Region labeling material:
★ ★ ★ ★

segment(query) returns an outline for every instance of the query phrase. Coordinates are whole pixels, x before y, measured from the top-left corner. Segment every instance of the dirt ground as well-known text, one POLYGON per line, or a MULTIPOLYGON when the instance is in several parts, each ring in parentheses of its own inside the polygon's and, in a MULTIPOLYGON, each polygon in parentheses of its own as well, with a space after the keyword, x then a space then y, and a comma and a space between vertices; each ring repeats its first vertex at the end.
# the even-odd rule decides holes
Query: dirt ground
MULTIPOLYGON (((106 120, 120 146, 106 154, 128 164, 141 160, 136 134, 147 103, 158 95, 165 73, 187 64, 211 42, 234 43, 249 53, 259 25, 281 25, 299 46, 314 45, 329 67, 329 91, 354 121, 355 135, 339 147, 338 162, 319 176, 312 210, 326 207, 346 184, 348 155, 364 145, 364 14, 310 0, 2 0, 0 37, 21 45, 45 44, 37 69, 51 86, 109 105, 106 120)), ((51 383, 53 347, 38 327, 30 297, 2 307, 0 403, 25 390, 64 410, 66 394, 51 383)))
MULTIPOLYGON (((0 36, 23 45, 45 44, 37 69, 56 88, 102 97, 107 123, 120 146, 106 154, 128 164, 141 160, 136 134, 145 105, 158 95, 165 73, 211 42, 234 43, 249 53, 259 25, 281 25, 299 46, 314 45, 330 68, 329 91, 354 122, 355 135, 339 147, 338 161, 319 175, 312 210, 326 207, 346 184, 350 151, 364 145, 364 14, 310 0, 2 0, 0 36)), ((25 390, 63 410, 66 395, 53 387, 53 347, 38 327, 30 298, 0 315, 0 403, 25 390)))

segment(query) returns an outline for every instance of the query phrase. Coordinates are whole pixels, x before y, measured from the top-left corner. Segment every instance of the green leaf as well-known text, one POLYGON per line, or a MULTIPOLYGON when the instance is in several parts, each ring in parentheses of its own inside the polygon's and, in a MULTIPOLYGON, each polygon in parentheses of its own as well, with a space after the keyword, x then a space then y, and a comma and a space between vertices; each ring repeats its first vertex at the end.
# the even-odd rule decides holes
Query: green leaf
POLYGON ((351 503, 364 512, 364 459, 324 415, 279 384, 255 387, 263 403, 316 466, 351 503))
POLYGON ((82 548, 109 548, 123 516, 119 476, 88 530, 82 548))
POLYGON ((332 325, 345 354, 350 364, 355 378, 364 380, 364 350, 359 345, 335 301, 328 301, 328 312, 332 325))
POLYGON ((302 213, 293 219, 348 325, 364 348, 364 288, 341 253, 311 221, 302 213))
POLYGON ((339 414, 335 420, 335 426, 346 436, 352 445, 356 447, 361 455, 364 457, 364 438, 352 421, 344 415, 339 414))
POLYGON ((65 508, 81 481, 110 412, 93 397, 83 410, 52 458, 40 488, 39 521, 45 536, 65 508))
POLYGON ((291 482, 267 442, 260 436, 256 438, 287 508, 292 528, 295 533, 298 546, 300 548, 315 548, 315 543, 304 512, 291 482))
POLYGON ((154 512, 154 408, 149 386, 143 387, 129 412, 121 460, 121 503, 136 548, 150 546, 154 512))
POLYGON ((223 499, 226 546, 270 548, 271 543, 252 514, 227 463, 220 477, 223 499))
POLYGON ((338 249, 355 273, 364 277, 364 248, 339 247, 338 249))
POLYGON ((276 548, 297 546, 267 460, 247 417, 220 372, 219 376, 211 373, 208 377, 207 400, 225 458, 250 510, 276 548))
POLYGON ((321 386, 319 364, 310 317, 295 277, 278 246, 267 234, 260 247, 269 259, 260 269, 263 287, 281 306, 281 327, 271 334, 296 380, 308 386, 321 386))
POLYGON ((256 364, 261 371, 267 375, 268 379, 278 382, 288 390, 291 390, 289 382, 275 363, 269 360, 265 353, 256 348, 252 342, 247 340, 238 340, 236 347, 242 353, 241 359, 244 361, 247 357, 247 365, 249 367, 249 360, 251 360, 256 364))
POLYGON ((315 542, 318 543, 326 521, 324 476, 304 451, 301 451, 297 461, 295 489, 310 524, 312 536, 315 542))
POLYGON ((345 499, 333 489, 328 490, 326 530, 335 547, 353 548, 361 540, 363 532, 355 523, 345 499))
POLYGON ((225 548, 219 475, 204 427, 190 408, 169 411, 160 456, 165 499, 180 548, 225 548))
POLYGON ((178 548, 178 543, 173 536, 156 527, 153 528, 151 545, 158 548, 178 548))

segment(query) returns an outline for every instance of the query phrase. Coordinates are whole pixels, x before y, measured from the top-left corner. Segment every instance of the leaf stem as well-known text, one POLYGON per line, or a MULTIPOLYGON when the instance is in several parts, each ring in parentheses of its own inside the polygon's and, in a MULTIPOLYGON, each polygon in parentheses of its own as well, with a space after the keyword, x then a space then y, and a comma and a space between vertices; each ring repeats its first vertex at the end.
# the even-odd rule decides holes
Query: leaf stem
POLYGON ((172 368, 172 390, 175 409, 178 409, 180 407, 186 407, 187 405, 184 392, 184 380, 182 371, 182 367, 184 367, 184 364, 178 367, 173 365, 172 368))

★ ★ ★ ★

:: Brief ::
Return every line of the material above verbatim, without altering any character.

:: Task result ::
segment(query) returns an outline for every instance of the query phrase. Coordinates are whole pixels, x before y, measured from the top-left corner. Segment every instance of the dirt ground as well-known text, one POLYGON per line, or a MULTIPOLYGON when the instance is in several parts, each ring in parentheses of its own inside the polygon's and, in a MULTIPOLYGON, each polygon in parentheses of its own as well, with a space after the keyword, x then a space then y, and a comma and a space between vertices; each ring repeats its first vertex at the end.
# the even-odd rule decides holes
Query: dirt ground
MULTIPOLYGON (((106 120, 120 146, 106 154, 128 164, 141 160, 136 134, 147 103, 158 95, 165 73, 187 64, 211 42, 234 43, 249 53, 259 25, 281 25, 299 46, 314 45, 329 67, 329 91, 354 121, 355 135, 339 147, 338 162, 319 176, 312 210, 326 207, 346 184, 348 155, 364 145, 364 14, 310 0, 2 0, 0 37, 21 45, 45 44, 37 69, 51 86, 109 105, 106 120)), ((51 383, 53 347, 38 327, 30 297, 2 307, 0 403, 25 390, 64 410, 66 394, 51 383)))
MULTIPOLYGON (((0 36, 23 45, 45 44, 37 69, 56 88, 102 97, 107 123, 120 146, 106 154, 128 164, 141 160, 136 134, 145 105, 158 95, 165 73, 211 42, 234 43, 249 53, 259 25, 281 25, 299 46, 314 45, 330 68, 329 91, 354 122, 355 135, 339 147, 338 161, 319 175, 312 210, 326 207, 346 184, 350 151, 364 145, 364 14, 310 0, 2 0, 0 36)), ((25 390, 63 410, 66 395, 53 387, 53 347, 38 327, 30 298, 0 315, 0 403, 25 390)))

segment(query) returns an outline for every instance of the query phrase. Coordinates are whole pixels, x before y, measured from the top-left corner. Segment every instance of the green leaf as well-known text, one POLYGON per line, or a MULTIPOLYGON when the instance is in several parts, each ring in parentheses of its own inside the polygon's and, in a MULTIPOLYGON, each polygon in parentheses of its own as well, with a space after the keyword, x then a space then y, and a comma and a space between vertices; each ring repeats its first vertex at the end.
# the even-odd rule decides holes
Query: green leaf
POLYGON ((351 503, 364 512, 364 459, 324 415, 279 384, 255 387, 263 403, 316 466, 351 503))
POLYGON ((82 548, 109 548, 123 516, 119 476, 88 530, 82 548))
POLYGON ((332 325, 345 354, 350 364, 355 378, 364 380, 364 350, 359 345, 335 301, 328 301, 328 312, 332 325))
POLYGON ((302 213, 293 219, 348 325, 364 348, 364 288, 341 253, 311 221, 302 213))
POLYGON ((339 414, 335 420, 335 426, 346 436, 352 445, 356 447, 361 455, 364 457, 364 438, 352 421, 344 415, 339 414))
POLYGON ((65 508, 81 481, 110 412, 93 397, 83 410, 52 458, 40 488, 39 521, 45 536, 65 508))
POLYGON ((291 482, 267 442, 260 436, 256 438, 287 508, 292 528, 295 533, 298 546, 300 548, 315 548, 315 543, 304 512, 291 482))
POLYGON ((154 512, 154 408, 149 386, 143 387, 129 412, 121 460, 121 503, 136 548, 150 546, 154 512))
POLYGON ((223 499, 226 546, 270 548, 271 543, 252 514, 227 463, 220 477, 223 499))
POLYGON ((338 249, 355 273, 364 277, 364 248, 339 247, 338 249))
POLYGON ((276 548, 297 546, 267 460, 247 417, 220 372, 219 376, 211 373, 208 377, 207 400, 225 458, 250 510, 276 548))
POLYGON ((321 386, 319 364, 310 317, 295 277, 278 246, 267 234, 260 247, 269 259, 260 269, 263 287, 281 306, 281 327, 271 334, 296 380, 308 386, 321 386))
POLYGON ((256 364, 261 371, 267 375, 268 379, 278 382, 288 390, 291 390, 289 382, 275 363, 269 360, 265 353, 256 348, 252 342, 247 340, 238 340, 236 347, 242 353, 241 359, 244 361, 247 357, 247 365, 249 367, 249 360, 251 360, 256 364))
POLYGON ((315 542, 318 543, 326 521, 324 476, 304 451, 301 451, 297 461, 295 489, 310 524, 312 536, 315 542))
POLYGON ((345 499, 333 489, 328 490, 326 530, 335 547, 353 548, 361 540, 363 532, 355 523, 345 499))
POLYGON ((225 548, 219 475, 204 427, 190 408, 169 411, 160 456, 165 499, 180 548, 225 548))
POLYGON ((178 548, 178 543, 173 536, 156 527, 153 528, 151 545, 158 548, 178 548))

segment(query) returns an outline for every instance of the query phrase. Coordinates are whole pixels, x before y, measured from the top-left corner. Segment every instance of the leaf stem as well-known text, one POLYGON per line, or a MULTIPOLYGON when the instance is in several parts, each ring in parentheses of its own inside the polygon's and, in a MULTIPOLYGON, each polygon in parentheses of its own as well, with a space after the keyword, x then a space then y, and a comma and a space between vertices; each ring repeats its first vertex at the end.
# the even-odd rule decides holes
Query: leaf stem
POLYGON ((172 368, 172 390, 175 409, 178 409, 180 407, 186 407, 187 405, 184 392, 184 380, 182 371, 182 367, 184 367, 184 364, 178 367, 173 365, 172 368))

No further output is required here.